**TEXT EXCERPT:**
******

Nanostructure modeling is the computation of the positions and orbitals of atoms in arbitrary nanostructures.


Accurate atomic-scale quantum theory of nanostructures and nanosystems fabricated from nanostructures enables precision metrology of these nanosystems and provides the predictive, precision modeling tools needed for engineering these systems for applications including advanced semiconductor lasers and detectors, single photon sources and detectors, biosensors, and nanoarchitectures for quantum coherent technologies such as quantum computing. The tight-binding model based upon the Linear Combination of Atomic Orbitals (LCAO) method provides an accurate atomistic theory for nanostructures.


The nanostructure modeling code has been parallelized.

(bullet) Why Parallelize Nanostructure Modeling?

The tight-binding method is ideal for modeling small nanostructures. However, for modeling nanostructures with more than 25,000 atoms, the method is impractical on sequential computers due to long run times. Significant improvements in run time can be achieved through parallelization.

(bullet) How is the Parallelization Realized?

There are two parts to parallelizing this problem: creating the structure; and solving the Hamiltonian equation. The structure is created geometrically. We parallelize this by dividing the structure into layers. Communication is across layers. The starting point is a cubic structure that encompasses the desired nanostructure; the structure shape is created by pruning away the excess. We parallelize solving the Hamiltonian with PARPACK. The parallel implementation can handle arbitrary nanostructure shapes through an input file specification procedure.

(bullet) What is the Performance of the Parallel Code?

******

**DATA SHOWN:**
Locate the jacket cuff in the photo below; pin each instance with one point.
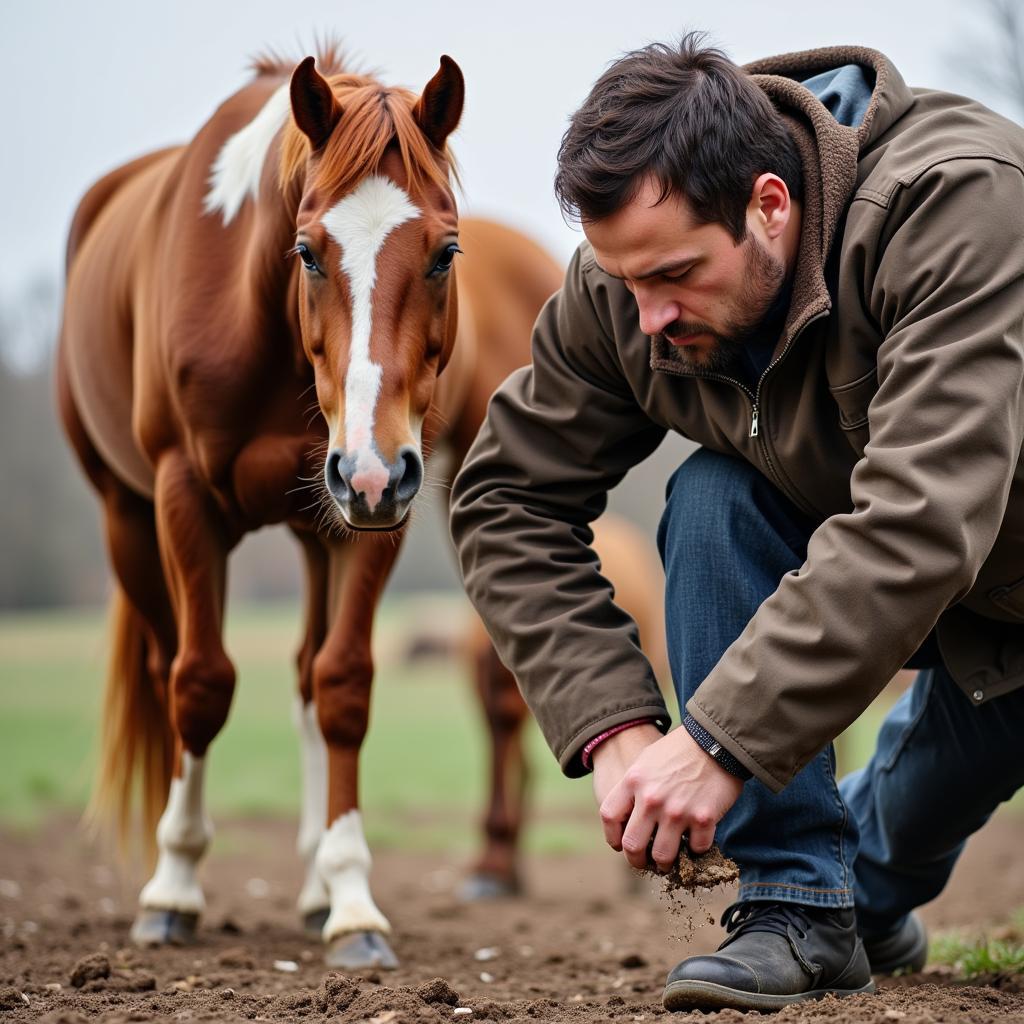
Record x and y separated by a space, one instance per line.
758 770
570 758
588 751
716 751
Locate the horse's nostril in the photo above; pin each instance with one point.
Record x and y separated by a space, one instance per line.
409 473
336 480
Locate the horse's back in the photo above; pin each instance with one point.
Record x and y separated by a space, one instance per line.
97 343
509 278
504 280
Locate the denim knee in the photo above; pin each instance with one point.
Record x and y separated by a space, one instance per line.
704 500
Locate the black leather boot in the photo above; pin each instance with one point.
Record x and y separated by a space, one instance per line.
903 949
775 953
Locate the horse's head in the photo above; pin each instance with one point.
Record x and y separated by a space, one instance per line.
376 233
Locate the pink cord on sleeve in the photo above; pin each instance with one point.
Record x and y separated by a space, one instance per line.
600 738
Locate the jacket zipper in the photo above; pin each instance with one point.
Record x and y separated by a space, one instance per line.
755 397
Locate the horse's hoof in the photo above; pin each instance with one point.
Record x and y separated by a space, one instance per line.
358 950
313 922
156 927
481 888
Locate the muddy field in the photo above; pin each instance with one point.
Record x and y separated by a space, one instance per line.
586 945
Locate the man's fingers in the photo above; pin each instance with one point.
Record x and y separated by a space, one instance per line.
700 838
615 812
667 842
636 838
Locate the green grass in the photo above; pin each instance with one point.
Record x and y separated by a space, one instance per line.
422 765
973 956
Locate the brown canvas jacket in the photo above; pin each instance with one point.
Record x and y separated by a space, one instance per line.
892 411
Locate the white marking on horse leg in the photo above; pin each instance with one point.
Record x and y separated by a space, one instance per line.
312 820
343 861
239 167
360 224
182 836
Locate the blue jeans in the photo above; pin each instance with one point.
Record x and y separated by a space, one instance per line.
886 839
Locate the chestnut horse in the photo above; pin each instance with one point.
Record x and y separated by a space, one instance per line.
303 242
631 564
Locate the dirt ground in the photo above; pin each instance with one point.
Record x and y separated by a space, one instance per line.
586 945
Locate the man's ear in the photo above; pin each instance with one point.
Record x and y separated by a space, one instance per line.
438 110
313 107
770 201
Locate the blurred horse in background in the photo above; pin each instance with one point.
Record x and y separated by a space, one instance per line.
630 562
254 331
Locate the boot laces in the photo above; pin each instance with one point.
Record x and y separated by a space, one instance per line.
759 915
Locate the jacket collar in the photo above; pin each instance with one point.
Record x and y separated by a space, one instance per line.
828 153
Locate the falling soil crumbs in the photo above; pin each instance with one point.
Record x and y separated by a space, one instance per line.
693 876
586 944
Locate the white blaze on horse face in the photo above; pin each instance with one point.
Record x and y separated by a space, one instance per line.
182 836
360 224
343 862
312 820
237 171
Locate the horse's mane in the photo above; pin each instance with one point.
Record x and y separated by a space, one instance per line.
331 59
375 117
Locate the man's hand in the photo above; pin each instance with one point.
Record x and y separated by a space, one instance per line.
648 784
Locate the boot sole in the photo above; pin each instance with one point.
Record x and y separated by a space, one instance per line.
707 995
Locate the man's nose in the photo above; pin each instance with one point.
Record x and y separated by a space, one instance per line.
655 312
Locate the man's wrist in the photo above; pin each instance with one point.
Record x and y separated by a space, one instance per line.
711 747
587 755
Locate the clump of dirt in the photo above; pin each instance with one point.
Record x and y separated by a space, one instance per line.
693 871
94 967
438 990
11 998
692 875
335 993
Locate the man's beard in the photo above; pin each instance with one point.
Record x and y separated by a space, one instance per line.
757 305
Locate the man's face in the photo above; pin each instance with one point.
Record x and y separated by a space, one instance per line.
693 284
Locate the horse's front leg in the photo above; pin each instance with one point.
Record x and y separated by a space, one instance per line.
496 872
355 929
314 901
194 548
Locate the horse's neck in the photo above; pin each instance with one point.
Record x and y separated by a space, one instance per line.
457 378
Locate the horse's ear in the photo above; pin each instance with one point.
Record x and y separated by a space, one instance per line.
313 107
438 110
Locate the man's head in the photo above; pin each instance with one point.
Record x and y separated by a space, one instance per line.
687 184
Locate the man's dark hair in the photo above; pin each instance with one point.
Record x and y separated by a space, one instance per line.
685 115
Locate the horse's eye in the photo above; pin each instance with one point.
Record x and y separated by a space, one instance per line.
444 261
308 260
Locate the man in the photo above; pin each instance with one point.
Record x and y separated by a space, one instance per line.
816 273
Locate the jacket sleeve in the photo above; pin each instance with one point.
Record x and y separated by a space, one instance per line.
558 435
929 496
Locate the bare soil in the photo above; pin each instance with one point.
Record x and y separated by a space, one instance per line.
589 942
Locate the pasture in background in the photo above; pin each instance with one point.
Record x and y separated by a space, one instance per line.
425 757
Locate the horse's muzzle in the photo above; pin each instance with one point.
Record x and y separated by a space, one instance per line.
371 493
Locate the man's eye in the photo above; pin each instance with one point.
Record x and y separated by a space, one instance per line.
308 260
444 261
677 275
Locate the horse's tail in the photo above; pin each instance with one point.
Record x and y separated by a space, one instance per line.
135 736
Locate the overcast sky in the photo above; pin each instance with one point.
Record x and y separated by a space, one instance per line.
88 85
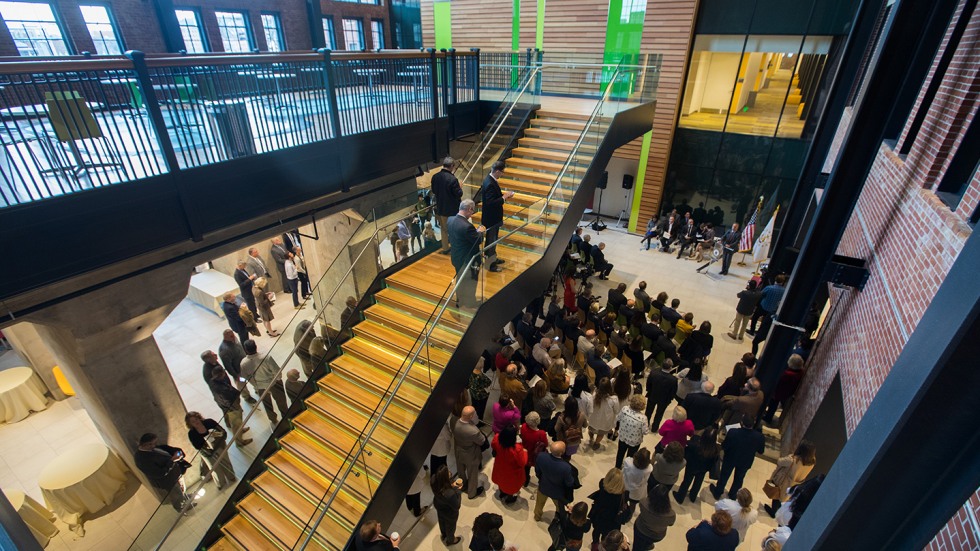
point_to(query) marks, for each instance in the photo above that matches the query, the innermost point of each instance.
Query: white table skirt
(34, 515)
(21, 392)
(82, 480)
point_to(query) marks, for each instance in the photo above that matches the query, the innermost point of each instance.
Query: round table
(21, 392)
(35, 516)
(82, 480)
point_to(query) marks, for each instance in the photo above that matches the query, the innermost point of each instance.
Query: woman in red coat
(508, 465)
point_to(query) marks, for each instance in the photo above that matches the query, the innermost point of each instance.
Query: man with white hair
(464, 241)
(469, 451)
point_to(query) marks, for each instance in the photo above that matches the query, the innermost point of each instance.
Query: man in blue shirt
(771, 297)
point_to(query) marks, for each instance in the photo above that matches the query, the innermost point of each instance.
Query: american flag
(748, 232)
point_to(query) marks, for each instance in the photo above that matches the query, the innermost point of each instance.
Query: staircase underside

******

**SET TASK A:**
Answer these questions from the nanostructure modeling text:
(i) Above how many atoms does the tight-binding method become impractical on sequential computers?
(ii) Which tool is used to parallelize solving the Hamiltonian?
(iii) Into what is the structure divided to parallelize its creation?
**SET TASK B:**
Count the lines of the records that contain the string "table", treating case as significant. Give only the number.
The nanostructure modeling text has no connection to the records.

**WRITTEN RESPONSE A:**
(i) More than 25,000 atoms
(ii) PARPACK
(iii) Layers

**WRITTEN RESPONSE B:**
2